The entries are to be returned exactly as written.

++++

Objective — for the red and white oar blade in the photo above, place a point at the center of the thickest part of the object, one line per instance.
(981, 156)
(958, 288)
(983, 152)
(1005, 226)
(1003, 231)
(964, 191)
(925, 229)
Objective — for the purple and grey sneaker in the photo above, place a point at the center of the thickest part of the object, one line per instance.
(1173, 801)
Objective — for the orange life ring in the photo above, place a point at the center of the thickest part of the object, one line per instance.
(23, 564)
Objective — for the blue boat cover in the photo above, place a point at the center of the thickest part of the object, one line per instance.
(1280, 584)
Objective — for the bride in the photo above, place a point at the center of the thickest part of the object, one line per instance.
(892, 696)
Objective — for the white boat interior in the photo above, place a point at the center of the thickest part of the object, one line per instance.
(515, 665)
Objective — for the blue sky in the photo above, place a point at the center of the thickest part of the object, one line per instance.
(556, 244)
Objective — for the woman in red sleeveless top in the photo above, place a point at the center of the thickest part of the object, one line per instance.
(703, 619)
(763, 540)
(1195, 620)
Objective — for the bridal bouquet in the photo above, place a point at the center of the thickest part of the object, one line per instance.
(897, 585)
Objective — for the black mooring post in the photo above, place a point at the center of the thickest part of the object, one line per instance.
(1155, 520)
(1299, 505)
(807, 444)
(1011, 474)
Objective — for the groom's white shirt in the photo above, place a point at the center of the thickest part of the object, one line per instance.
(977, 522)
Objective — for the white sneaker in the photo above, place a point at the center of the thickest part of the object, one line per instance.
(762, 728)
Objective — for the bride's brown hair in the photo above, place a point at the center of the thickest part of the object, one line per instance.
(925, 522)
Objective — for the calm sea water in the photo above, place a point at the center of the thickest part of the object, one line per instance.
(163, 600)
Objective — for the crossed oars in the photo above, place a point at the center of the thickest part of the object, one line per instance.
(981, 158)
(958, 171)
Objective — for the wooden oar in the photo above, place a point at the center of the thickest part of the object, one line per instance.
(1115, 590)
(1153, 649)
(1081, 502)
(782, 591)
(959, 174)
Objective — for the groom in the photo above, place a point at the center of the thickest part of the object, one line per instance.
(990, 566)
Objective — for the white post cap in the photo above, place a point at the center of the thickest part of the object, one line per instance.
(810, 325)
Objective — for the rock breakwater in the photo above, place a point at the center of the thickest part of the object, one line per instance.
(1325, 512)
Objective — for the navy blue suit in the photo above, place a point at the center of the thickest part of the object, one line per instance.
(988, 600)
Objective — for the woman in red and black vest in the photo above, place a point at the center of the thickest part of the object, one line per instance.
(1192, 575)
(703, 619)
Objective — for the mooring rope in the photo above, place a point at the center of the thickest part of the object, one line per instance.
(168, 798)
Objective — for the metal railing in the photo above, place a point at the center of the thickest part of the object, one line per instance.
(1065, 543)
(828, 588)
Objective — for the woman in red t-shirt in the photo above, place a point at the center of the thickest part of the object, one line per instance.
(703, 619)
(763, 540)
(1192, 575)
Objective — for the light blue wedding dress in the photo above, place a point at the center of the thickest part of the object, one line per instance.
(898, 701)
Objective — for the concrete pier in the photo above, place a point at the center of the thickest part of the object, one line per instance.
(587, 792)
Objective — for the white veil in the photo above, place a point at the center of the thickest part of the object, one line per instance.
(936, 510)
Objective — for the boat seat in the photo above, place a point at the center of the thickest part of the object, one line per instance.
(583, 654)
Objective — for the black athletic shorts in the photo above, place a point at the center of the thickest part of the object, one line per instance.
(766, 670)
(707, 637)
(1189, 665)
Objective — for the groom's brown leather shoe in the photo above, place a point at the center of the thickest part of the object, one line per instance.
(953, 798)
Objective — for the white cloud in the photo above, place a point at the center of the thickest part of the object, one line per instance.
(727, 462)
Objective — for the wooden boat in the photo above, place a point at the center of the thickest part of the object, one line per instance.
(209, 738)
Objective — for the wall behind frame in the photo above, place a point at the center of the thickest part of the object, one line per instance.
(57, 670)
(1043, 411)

++++

:: Exercise output ::
Objective — for the red and white oar blade in the photo above, place a point at the center of the thickest part of the object, one line per instance.
(981, 156)
(958, 288)
(983, 152)
(1005, 226)
(1003, 231)
(964, 191)
(925, 229)
Objective — for the purple and grey sneaker in the photo above, place a point at the center of the thickest part of the object, one line per instance.
(1173, 801)
Objective — for the orange life ring in the photo above, place a point at the center of the thickest part of the object, one line per instance.
(23, 564)
Objective — for the blue boat cover in the photo above, place a point at the center of the thickest part of the object, one line per instance.
(1280, 584)
Objective — for the bride in the photo above, place a point at the center of the thickest part of the object, one line per instance.
(892, 696)
Objective — for the white boat interior in the photo above, place a point at the center of the thickest part of the object, one line per instance.
(515, 665)
Objective — for the blue sky in the photo above, place a point at the center of the thickest part of the object, one line per instance.
(556, 244)
Objective — for the woman in red sleeveless top in the photo above, place a point at the center of the thickest part of the object, one line per instance.
(703, 619)
(763, 540)
(1195, 620)
Objective — for the bridal bouquet in the photo above, place a point at the center of the thickest part of the object, one line per instance.
(897, 585)
Objective — for the black mooring post in the photo above, place a point at the center of the thickest part of the object, one line per instance.
(1155, 520)
(1299, 505)
(807, 444)
(1011, 474)
Objective — for the groom's white shirt in the photo above, place a point at the center of the thickest part of the object, one line per instance.
(977, 522)
Objective — for the white sneaker in the photo above, place a point at the center of the thickest part of the object, one line per instance.
(762, 728)
Objective — for the bride's brown hair in the photo above, place a point at the center of the thickest part of the object, one line per instance.
(925, 522)
Objective — for the calm sea water in the photo above, place a point at the center of the thickest part of the object, one line per instance.
(163, 600)
Objective — for the crossed oars in the photo above, place a point at the center of the thickest part of the object, one line per instance.
(981, 158)
(958, 171)
Objective — for the wooden oar in the photo above, place a point at the center of the thickest part of the object, one line per instance.
(1115, 590)
(1153, 649)
(1081, 502)
(782, 591)
(959, 174)
Objective — for the groom in the photo above, place a point at the center of the thickest part of the object, one line per instance.
(990, 566)
Objective — for the white post cap in the photo above, place a point at the center of the thickest part of the object, one line per instance.
(810, 325)
Objective — for the rock breakwater in the photo above, place a point at the center of the thickest part of the object, one line per instance.
(1325, 512)
Objective — for the navy blue suit in the photo above, place a point at the center of the thickest part of the object, one line per instance.
(988, 600)
Objective — for the woman in red and black vest in the photo above, place a point at the center of the thickest part of the object, one line per instance.
(1192, 575)
(703, 619)
Objective — for the mooring rope in the photo above, place a point at the center of the thickest part of the object, one line per instance.
(168, 798)
Objective — for the metal railing in the photo above, place a point at the center of the thickest part of the object, one line per instance.
(1065, 543)
(828, 588)
Objective — for the woman in red t-shirt in the photo above, place a point at the center of the thickest part of the object, one line per instance.
(703, 619)
(763, 540)
(1192, 575)
Objective — for the light blue wedding dress in the photo above, place a point at the center of the thickest part of the object, one line per instance.
(898, 701)
Objective — for the concrete pier in the photo above, place a point at the center of the thickest part of the object, one line per instance.
(587, 792)
Objective — for the white veil in the photo above, place a point at the center of the thickest part of the object, one line per instance.
(936, 510)
Objective — for the boat seat in the photo above, place a point at the center of the thickest part of the object, one line per instance.
(583, 654)
Objective — for the black athletic shorts in the photo above, place a point at the center of the thickest part of the object, one line per instance.
(766, 670)
(707, 637)
(1189, 665)
Objective — for the groom's brown leather shoe in the photo above, place a point at the center of the thickest part of the object, one line per instance.
(953, 798)
Objective — for the white cloud in the photo above, place a point at the center of the thickest part of the object, one line per instance.
(727, 462)
Objective — for the wooden boat in the photo above, place a point at the center of the thickest part of the object, one line per instance.
(209, 738)
Objective — for the wall behind frame in the photo above, place a point at the center of the thickest part of the object, one line per instance.
(57, 670)
(1043, 411)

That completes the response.